### Problem 1
Repeat the travel narrative word for word from "Whilst we lay" up to and including "the immersion uncertain.".
### Problem 2
Proceed with the travel narrative from the point where it stops.

### Provided text
■ ■ ■ ■ ■ ■ ■
These blacks were no doubt maroon negroes:

Slaves escaped from prison. This unfortunate class are much to be feared: they have the courage of despair, and a desire of vengeance excited by the severity of the whites. We were without arms; the negroes appeared to be more numerous than we were and, thinking that possibly they invited us to land with the desire of taking possession of our canoe, we thought it most prudent to return on board. The aspect of a naked man wandering on an uninhabited beach, unable to free himself from the chains fastened round his neck and the upper part of his arm, was an object calculated to excite the most painful impressions. Our sailors wished to return to the shore for the purpose of seizing the fugitives, to sell them secretly at Carthagena. In countries where slavery exists the mind is familiarized with suffering and that instinct of pity which characterizes and enobles our nature is blunted.

Whilst we lay at anchor near the island of Baru in the meridian of Punta Gigantes I observed the eclipse of the moon of the 29th of March, 1801. The total immersion took place at 11 hours 30 minutes 12.6 seconds mean time. Some groups of vapours, scattered over the azure vault of the sky, rendered the observation of the immersion uncertain.
■ ■ ■ ■ ■ ■ ■
### Provided records
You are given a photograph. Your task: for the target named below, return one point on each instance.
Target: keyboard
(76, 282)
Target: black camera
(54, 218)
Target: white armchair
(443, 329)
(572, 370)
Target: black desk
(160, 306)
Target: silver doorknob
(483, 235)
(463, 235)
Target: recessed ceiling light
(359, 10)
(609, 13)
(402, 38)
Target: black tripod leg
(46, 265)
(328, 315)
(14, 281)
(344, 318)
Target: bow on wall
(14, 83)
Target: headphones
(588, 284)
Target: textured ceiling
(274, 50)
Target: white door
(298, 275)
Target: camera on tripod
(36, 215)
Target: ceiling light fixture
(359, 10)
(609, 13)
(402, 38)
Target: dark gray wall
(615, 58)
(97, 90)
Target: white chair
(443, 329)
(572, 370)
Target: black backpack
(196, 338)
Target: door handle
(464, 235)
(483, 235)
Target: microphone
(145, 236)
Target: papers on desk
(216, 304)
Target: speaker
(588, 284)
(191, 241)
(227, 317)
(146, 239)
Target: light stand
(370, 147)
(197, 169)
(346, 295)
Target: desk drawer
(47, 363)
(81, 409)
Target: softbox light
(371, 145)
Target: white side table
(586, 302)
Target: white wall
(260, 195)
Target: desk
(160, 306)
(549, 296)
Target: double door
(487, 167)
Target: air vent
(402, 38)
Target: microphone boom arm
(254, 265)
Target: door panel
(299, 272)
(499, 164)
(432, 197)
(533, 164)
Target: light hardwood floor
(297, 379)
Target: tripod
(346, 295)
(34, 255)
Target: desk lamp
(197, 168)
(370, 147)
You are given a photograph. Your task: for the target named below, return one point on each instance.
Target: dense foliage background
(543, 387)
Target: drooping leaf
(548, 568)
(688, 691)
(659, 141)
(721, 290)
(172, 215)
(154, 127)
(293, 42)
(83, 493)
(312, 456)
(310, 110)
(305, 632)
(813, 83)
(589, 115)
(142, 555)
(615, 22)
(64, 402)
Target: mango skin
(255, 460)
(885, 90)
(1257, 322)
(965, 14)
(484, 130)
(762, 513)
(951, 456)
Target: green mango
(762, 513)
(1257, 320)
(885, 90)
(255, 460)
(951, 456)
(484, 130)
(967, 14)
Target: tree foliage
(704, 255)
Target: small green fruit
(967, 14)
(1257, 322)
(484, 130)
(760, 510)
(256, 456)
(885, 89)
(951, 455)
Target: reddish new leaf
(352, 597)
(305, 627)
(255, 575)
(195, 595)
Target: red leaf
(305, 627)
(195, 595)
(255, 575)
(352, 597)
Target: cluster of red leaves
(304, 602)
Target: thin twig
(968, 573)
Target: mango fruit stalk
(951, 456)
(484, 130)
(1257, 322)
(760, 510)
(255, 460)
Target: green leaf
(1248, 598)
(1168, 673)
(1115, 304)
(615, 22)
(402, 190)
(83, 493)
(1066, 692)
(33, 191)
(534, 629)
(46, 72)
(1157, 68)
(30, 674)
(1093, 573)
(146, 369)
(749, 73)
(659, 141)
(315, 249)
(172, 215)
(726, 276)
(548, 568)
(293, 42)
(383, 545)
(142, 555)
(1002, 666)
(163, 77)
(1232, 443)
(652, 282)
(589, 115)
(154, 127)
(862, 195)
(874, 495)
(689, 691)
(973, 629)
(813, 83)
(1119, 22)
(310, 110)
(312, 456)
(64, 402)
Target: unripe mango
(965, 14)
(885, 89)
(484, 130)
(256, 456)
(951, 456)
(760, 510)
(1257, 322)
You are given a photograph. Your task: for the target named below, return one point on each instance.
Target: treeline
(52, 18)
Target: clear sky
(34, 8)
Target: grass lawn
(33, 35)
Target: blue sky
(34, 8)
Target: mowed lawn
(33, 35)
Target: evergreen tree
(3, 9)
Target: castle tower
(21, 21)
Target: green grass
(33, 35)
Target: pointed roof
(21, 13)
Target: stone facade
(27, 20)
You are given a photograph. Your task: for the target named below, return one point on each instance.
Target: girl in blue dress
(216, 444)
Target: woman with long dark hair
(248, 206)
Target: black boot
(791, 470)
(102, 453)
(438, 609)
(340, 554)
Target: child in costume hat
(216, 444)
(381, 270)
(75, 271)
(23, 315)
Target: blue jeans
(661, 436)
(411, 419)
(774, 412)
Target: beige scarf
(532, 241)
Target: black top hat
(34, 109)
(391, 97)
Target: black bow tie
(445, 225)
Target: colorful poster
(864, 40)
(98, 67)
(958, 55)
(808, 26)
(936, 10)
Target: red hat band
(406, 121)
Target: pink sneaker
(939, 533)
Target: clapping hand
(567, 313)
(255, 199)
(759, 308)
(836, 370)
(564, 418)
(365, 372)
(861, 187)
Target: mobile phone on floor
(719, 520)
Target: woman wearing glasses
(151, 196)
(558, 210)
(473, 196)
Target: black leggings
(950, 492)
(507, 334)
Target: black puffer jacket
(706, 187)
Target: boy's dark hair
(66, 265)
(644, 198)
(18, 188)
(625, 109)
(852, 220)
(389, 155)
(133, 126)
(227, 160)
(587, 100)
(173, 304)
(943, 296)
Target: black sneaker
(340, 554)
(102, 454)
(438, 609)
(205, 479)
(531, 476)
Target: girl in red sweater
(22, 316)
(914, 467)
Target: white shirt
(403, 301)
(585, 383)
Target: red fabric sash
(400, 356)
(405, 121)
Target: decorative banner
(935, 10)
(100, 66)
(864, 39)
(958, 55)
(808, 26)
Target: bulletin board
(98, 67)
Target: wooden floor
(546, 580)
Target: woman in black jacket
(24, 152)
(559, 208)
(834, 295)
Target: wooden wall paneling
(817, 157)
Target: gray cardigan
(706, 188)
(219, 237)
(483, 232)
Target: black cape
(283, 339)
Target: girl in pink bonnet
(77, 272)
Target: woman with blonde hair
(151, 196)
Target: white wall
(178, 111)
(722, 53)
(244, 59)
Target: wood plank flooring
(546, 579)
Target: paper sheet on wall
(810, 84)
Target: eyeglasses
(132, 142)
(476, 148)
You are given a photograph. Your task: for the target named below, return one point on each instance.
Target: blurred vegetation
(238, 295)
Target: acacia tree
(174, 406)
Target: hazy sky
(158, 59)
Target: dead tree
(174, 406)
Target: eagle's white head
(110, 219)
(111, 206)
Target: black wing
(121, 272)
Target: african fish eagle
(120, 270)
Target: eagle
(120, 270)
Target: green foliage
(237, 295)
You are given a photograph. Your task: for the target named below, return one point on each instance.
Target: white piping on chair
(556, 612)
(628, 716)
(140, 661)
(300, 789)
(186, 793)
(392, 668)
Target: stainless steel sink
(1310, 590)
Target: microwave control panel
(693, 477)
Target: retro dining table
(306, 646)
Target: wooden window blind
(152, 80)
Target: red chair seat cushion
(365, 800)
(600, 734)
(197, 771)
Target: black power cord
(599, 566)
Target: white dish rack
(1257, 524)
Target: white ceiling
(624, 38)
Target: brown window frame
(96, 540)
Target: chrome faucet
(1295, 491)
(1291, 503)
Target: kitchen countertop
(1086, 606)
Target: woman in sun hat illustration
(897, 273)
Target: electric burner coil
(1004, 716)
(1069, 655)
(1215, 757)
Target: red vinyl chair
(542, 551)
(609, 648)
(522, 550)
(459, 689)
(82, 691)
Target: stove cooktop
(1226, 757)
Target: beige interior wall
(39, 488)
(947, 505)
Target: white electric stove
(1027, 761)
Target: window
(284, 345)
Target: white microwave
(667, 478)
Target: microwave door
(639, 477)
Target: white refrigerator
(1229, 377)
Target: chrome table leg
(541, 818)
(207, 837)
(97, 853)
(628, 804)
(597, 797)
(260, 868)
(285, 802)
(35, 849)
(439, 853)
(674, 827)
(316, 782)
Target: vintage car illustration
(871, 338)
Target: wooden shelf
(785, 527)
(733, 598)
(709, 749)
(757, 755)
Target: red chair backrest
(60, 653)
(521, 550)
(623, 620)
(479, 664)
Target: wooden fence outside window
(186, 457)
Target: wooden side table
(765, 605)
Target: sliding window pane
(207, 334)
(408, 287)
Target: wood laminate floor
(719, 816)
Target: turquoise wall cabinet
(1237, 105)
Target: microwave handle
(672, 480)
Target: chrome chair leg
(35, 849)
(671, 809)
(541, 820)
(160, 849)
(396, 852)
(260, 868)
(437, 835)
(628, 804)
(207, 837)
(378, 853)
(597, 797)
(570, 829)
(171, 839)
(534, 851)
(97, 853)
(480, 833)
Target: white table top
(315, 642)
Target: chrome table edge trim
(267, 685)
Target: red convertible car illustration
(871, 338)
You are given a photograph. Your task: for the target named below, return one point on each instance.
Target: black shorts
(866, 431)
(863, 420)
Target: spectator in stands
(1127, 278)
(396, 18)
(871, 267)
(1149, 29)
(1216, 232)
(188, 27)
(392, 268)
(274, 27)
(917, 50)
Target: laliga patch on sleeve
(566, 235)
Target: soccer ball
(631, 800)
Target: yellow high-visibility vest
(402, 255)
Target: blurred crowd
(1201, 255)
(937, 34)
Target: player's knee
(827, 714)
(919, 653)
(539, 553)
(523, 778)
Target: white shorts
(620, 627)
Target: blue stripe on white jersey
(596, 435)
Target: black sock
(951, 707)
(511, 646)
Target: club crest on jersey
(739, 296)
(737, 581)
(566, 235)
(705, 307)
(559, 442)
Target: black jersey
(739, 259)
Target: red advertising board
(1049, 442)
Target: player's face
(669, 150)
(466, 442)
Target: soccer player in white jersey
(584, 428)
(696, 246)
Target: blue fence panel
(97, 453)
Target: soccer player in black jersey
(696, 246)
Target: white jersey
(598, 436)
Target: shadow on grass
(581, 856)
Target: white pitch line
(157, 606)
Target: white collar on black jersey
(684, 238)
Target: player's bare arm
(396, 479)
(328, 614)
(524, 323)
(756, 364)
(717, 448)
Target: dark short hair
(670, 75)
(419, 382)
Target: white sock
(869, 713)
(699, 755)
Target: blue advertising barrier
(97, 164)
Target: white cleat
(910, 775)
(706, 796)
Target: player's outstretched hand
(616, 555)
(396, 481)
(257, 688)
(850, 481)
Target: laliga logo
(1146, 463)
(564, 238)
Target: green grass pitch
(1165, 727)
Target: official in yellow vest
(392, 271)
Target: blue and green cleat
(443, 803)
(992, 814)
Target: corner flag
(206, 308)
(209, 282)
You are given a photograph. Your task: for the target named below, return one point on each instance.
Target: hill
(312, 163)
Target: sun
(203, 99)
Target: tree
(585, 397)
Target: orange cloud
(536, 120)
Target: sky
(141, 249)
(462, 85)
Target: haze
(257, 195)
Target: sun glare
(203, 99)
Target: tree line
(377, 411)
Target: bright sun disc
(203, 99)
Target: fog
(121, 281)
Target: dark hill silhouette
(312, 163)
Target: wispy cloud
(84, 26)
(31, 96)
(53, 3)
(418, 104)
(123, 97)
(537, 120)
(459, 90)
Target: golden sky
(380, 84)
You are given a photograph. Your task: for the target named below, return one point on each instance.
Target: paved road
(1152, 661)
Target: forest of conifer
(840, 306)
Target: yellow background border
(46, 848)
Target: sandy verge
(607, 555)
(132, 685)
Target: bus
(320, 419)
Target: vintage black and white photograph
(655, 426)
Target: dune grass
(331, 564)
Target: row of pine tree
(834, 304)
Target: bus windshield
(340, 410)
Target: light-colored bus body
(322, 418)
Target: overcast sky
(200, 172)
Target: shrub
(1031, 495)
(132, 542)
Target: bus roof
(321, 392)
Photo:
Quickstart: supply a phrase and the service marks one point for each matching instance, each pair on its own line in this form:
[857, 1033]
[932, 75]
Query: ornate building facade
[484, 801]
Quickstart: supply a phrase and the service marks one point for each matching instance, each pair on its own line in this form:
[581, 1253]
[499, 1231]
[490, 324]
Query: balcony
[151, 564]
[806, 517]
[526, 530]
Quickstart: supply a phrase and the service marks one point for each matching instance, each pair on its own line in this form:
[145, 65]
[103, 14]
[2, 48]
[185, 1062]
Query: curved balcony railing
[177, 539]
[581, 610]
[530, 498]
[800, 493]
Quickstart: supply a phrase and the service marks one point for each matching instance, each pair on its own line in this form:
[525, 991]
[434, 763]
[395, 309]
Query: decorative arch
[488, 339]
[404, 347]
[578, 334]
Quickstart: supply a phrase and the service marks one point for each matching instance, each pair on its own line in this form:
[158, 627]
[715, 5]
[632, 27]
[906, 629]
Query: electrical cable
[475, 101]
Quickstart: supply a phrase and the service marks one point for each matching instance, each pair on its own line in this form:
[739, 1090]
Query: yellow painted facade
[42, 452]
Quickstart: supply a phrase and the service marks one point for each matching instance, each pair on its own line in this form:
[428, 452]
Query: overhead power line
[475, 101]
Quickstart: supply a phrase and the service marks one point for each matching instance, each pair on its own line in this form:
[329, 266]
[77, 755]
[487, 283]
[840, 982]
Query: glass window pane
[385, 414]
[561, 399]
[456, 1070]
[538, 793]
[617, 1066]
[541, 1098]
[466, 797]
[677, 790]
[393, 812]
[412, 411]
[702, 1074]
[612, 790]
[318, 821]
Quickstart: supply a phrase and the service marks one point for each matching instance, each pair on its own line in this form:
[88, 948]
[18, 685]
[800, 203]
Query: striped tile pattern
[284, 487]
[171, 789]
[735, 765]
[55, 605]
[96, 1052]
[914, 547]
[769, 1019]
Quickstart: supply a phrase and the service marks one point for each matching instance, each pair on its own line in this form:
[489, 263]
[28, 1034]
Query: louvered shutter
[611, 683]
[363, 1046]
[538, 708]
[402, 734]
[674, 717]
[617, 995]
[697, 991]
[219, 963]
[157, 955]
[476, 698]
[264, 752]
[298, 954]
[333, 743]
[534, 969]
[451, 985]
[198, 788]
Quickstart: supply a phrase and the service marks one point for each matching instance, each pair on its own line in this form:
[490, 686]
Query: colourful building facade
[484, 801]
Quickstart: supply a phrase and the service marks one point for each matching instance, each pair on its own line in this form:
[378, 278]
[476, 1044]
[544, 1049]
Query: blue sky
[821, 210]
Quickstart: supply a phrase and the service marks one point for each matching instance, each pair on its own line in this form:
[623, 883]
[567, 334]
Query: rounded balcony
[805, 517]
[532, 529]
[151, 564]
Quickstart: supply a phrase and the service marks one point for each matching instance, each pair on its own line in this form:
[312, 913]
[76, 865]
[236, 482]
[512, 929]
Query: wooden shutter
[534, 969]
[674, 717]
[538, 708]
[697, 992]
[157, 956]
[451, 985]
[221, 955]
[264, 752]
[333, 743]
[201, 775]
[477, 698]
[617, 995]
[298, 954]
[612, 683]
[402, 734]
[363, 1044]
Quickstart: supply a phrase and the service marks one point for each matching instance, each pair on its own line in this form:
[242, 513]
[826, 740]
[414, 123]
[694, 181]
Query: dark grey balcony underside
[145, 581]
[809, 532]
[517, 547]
■ ■ ■ ■ ■ ■ ■
### Right answer 1
Whilst we lay at anchor near the island of Baru in the meridian of Punta Gigantes I observed the eclipse of the moon of the 29th of March, 1801. The total immersion took place at 11 hours 30 minutes 12.6 seconds mean time. Some groups of vapours, scattered over the azure vault of the sky, rendered the observation of the immersion uncertain.

### Right answer 2
During the total eclipse the lunar disc displayed, as almost always happens, a reddish tint, without disappearing; the edges, examined with a sextant, were strongly undulating, notwithstanding the considerable altitude of the orb. It appeared to me that the moon was more luminous than I had ever seen it in the temperate zone. The vividness of the light, it may be conceived, does not depend solely on the state of the atmosphere, which reflects, more or less feebly, the solar rays, by inflecting them in the cone of the shade. The light is also modified by the variable transparency of that part of the atmosphere across which we perceived the moon eclipsed. Within the tropics great serenity of the sky and a perfect dissolution of the vapours diminish the extinction of the light sent back to us by the lunar disc. I was singularly struck during the eclipse by the want of uniformity in the distribution of the refracted light by the terrestrial atmosphere. In the central region of the disc there was a shadow like a round cloud, the movement of which was from east to west. The part where the immersion was to take place was consequently a few minutes prior to the immersion much more brightly illumined than the western edges. Is this phenomenon to be attributed to an inequality of our atmosphere; to a partial accumulation of vapour which, by absorbing a considerable part of the solar light, inflects less on one side the cone of the shadow of the earth?